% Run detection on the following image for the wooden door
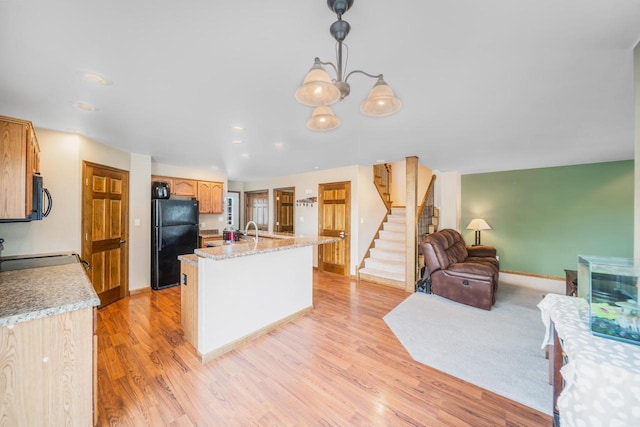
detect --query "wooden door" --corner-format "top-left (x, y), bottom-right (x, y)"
top-left (245, 190), bottom-right (268, 230)
top-left (82, 162), bottom-right (129, 307)
top-left (318, 181), bottom-right (350, 276)
top-left (274, 188), bottom-right (294, 233)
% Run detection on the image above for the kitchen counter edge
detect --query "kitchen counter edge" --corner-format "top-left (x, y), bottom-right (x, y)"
top-left (0, 263), bottom-right (100, 327)
top-left (193, 235), bottom-right (342, 261)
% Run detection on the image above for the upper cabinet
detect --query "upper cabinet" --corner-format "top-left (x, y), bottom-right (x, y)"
top-left (173, 178), bottom-right (197, 198)
top-left (151, 175), bottom-right (197, 198)
top-left (0, 115), bottom-right (40, 220)
top-left (198, 181), bottom-right (223, 214)
top-left (152, 174), bottom-right (222, 214)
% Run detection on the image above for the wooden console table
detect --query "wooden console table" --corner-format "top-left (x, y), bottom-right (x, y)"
top-left (563, 269), bottom-right (577, 297)
top-left (539, 294), bottom-right (640, 426)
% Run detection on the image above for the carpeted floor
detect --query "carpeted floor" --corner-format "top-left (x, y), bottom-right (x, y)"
top-left (383, 281), bottom-right (552, 415)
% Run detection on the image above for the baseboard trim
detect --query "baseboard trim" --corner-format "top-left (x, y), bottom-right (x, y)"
top-left (501, 269), bottom-right (564, 281)
top-left (129, 287), bottom-right (151, 296)
top-left (199, 306), bottom-right (313, 364)
top-left (358, 272), bottom-right (407, 290)
top-left (500, 271), bottom-right (564, 294)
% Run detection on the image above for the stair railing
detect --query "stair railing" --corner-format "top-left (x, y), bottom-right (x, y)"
top-left (416, 175), bottom-right (437, 279)
top-left (373, 163), bottom-right (392, 213)
top-left (358, 164), bottom-right (393, 273)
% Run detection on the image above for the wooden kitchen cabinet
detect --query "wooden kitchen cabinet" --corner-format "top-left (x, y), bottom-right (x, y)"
top-left (197, 181), bottom-right (223, 214)
top-left (0, 307), bottom-right (95, 425)
top-left (0, 115), bottom-right (40, 220)
top-left (151, 175), bottom-right (197, 198)
top-left (151, 175), bottom-right (173, 192)
top-left (173, 178), bottom-right (197, 197)
top-left (151, 175), bottom-right (222, 212)
top-left (200, 235), bottom-right (222, 248)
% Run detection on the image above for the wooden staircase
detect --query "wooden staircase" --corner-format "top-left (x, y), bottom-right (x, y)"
top-left (358, 207), bottom-right (406, 289)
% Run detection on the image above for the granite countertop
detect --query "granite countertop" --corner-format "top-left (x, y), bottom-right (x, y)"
top-left (194, 235), bottom-right (341, 261)
top-left (199, 229), bottom-right (221, 238)
top-left (0, 263), bottom-right (100, 327)
top-left (178, 253), bottom-right (198, 266)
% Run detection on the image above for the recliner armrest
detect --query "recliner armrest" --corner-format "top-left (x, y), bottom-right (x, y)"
top-left (466, 245), bottom-right (496, 258)
top-left (447, 262), bottom-right (496, 280)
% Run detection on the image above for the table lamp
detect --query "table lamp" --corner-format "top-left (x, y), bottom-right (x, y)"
top-left (466, 218), bottom-right (491, 246)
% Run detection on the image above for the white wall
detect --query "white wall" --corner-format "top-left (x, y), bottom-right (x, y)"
top-left (634, 41), bottom-right (640, 259)
top-left (389, 160), bottom-right (406, 206)
top-left (129, 153), bottom-right (152, 291)
top-left (0, 129), bottom-right (82, 255)
top-left (0, 129), bottom-right (155, 292)
top-left (434, 170), bottom-right (461, 231)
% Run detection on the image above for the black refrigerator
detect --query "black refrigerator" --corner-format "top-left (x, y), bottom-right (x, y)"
top-left (151, 198), bottom-right (199, 290)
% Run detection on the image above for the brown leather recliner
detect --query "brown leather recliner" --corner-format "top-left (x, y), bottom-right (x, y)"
top-left (420, 229), bottom-right (499, 310)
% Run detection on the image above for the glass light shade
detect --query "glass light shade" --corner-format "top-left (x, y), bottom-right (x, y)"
top-left (466, 218), bottom-right (491, 230)
top-left (360, 77), bottom-right (402, 117)
top-left (295, 62), bottom-right (341, 107)
top-left (306, 106), bottom-right (340, 131)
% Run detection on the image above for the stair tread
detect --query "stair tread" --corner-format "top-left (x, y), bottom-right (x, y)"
top-left (371, 247), bottom-right (405, 254)
top-left (359, 268), bottom-right (405, 281)
top-left (366, 258), bottom-right (404, 266)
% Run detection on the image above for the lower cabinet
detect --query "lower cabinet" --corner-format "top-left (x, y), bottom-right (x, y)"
top-left (200, 235), bottom-right (222, 248)
top-left (180, 259), bottom-right (198, 348)
top-left (0, 307), bottom-right (95, 426)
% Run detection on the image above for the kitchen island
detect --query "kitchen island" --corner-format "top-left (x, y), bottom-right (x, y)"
top-left (0, 260), bottom-right (99, 426)
top-left (179, 234), bottom-right (340, 362)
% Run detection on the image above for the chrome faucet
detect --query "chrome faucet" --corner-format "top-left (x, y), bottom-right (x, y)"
top-left (244, 221), bottom-right (258, 242)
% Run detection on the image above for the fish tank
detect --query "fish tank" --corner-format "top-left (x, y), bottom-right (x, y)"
top-left (578, 255), bottom-right (640, 346)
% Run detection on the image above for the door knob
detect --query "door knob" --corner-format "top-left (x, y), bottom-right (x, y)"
top-left (339, 231), bottom-right (347, 238)
top-left (119, 239), bottom-right (126, 244)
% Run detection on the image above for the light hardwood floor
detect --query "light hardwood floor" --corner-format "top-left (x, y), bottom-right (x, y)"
top-left (96, 270), bottom-right (552, 426)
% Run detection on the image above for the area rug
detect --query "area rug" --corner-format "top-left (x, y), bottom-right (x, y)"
top-left (383, 282), bottom-right (552, 415)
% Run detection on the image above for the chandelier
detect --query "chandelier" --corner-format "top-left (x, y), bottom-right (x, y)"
top-left (295, 0), bottom-right (402, 131)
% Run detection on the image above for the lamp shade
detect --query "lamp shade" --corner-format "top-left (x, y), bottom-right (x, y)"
top-left (306, 106), bottom-right (340, 131)
top-left (360, 77), bottom-right (402, 117)
top-left (295, 62), bottom-right (341, 107)
top-left (466, 218), bottom-right (491, 230)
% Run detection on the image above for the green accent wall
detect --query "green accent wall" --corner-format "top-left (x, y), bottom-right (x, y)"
top-left (461, 160), bottom-right (634, 277)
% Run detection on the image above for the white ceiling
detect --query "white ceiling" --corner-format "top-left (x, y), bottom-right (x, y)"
top-left (1, 0), bottom-right (639, 181)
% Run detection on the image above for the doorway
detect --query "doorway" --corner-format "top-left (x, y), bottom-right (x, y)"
top-left (81, 161), bottom-right (129, 307)
top-left (274, 187), bottom-right (294, 233)
top-left (318, 181), bottom-right (351, 276)
top-left (226, 191), bottom-right (240, 230)
top-left (244, 190), bottom-right (269, 231)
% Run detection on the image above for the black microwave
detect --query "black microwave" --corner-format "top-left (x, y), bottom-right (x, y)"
top-left (29, 175), bottom-right (52, 220)
top-left (0, 175), bottom-right (52, 222)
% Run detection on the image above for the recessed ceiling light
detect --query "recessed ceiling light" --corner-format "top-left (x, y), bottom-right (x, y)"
top-left (375, 159), bottom-right (385, 164)
top-left (232, 140), bottom-right (243, 144)
top-left (231, 125), bottom-right (244, 131)
top-left (65, 128), bottom-right (84, 135)
top-left (314, 166), bottom-right (320, 169)
top-left (241, 153), bottom-right (250, 158)
top-left (83, 72), bottom-right (112, 85)
top-left (74, 102), bottom-right (97, 111)
top-left (274, 142), bottom-right (284, 149)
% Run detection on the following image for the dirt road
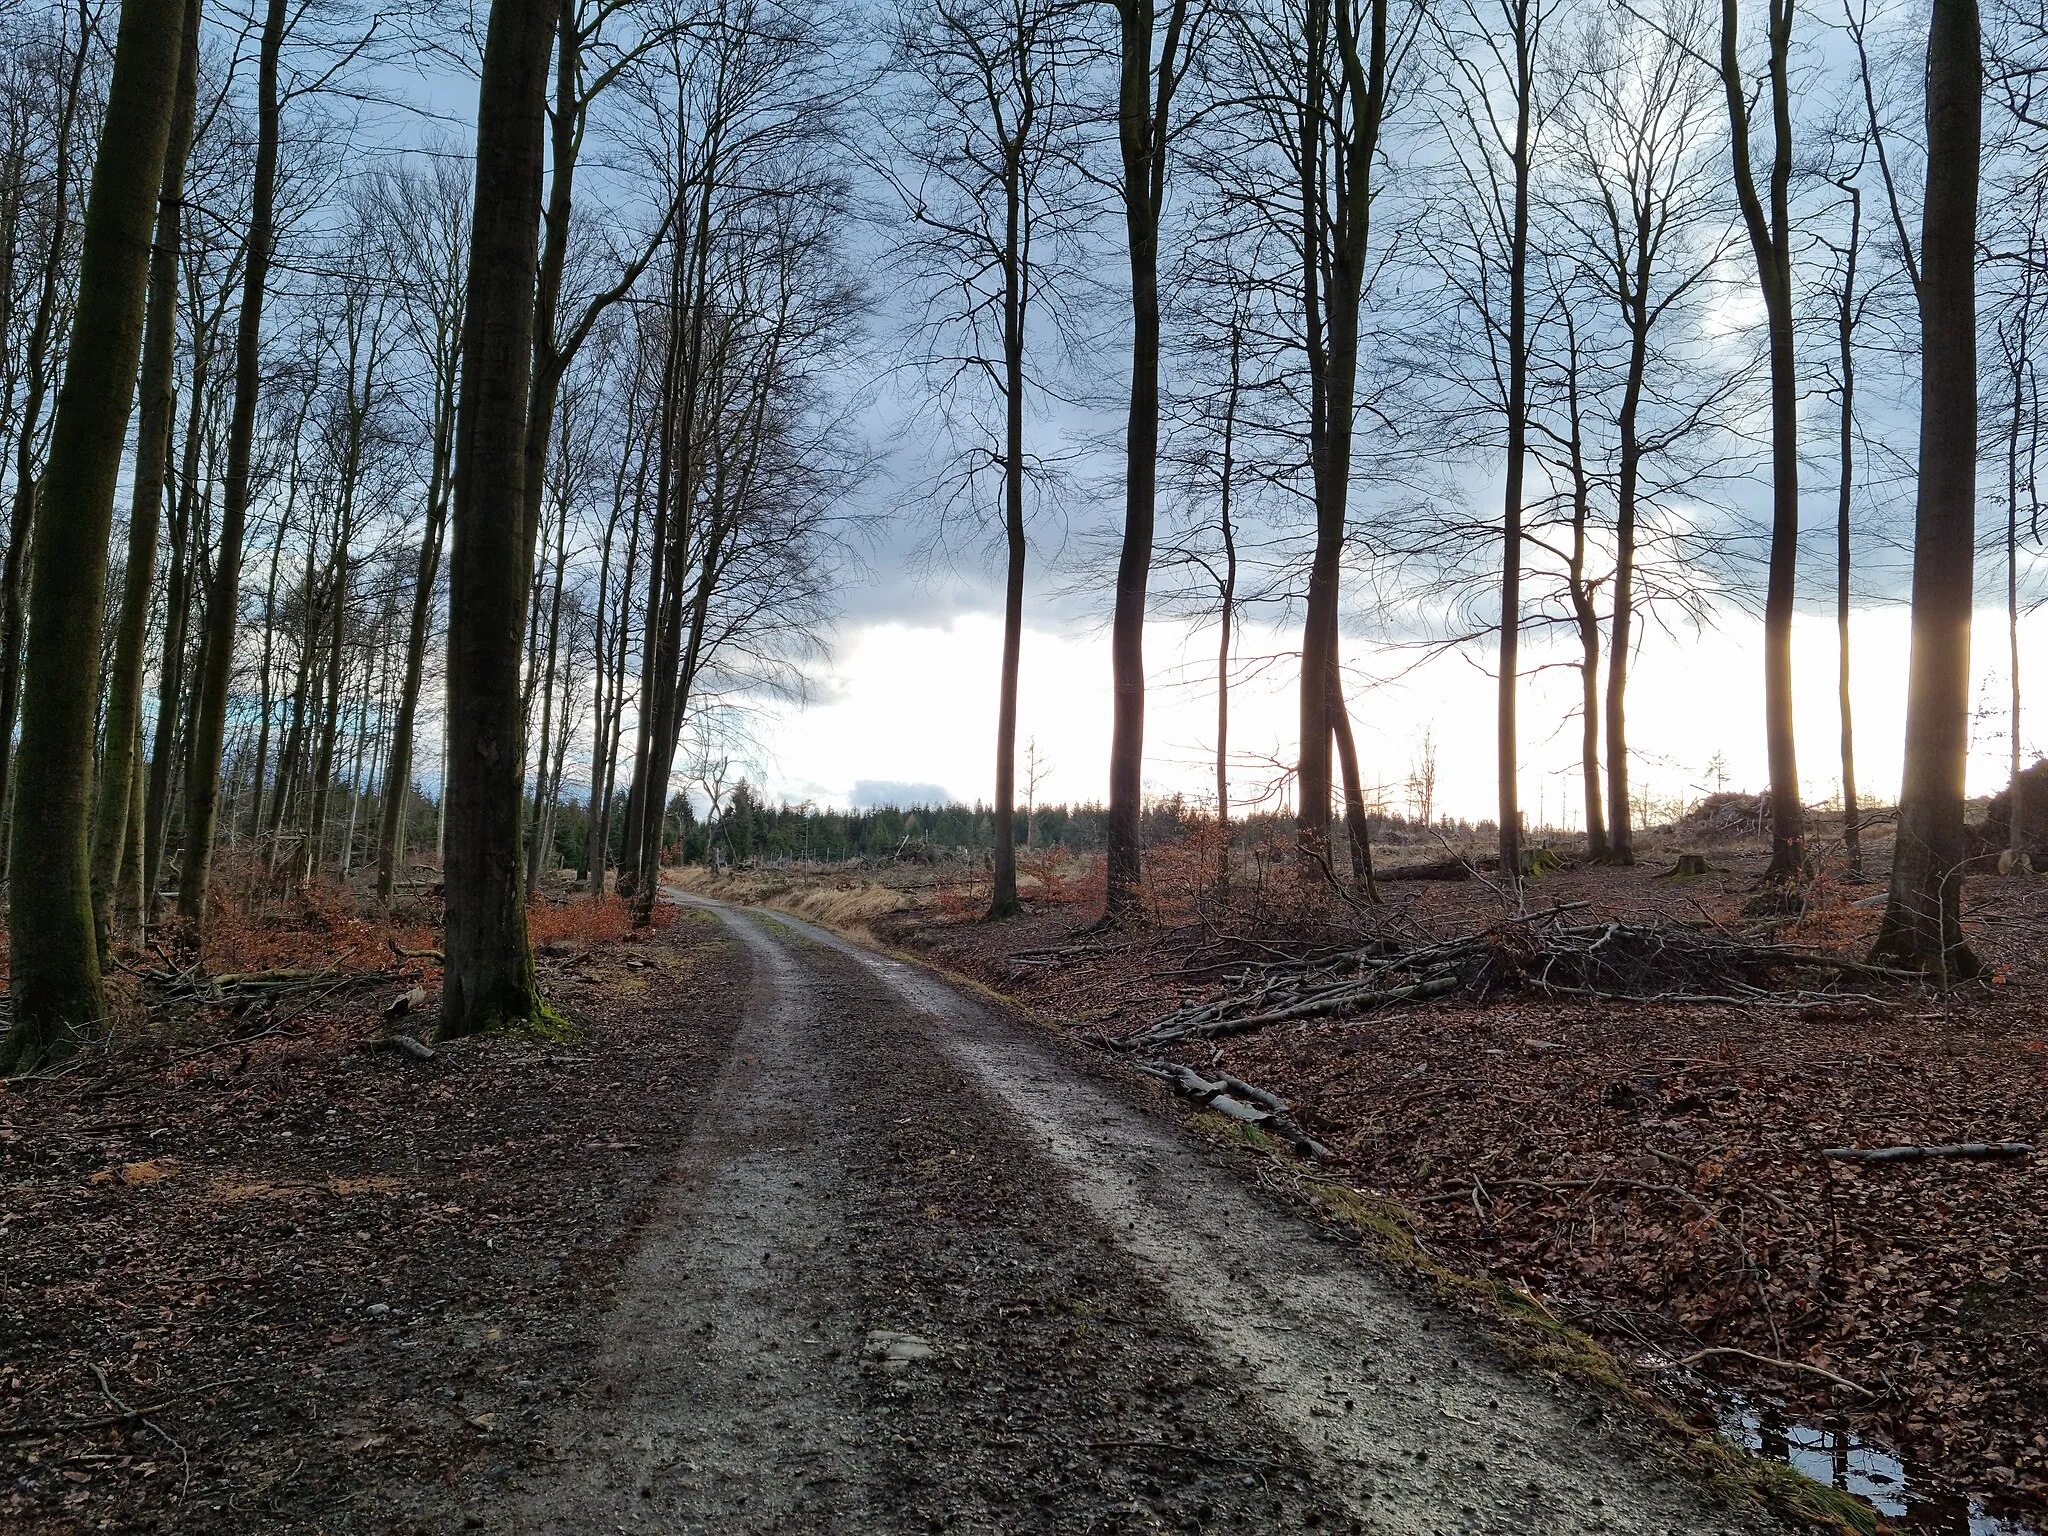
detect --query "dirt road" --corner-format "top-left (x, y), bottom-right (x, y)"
top-left (502, 896), bottom-right (1777, 1535)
#####
Exercise prompt:
Using the listing above, show every line that includes the string "following".

Result below:
% Run detection on the following image for the wooden door
% Run detection on the following image for the dirt road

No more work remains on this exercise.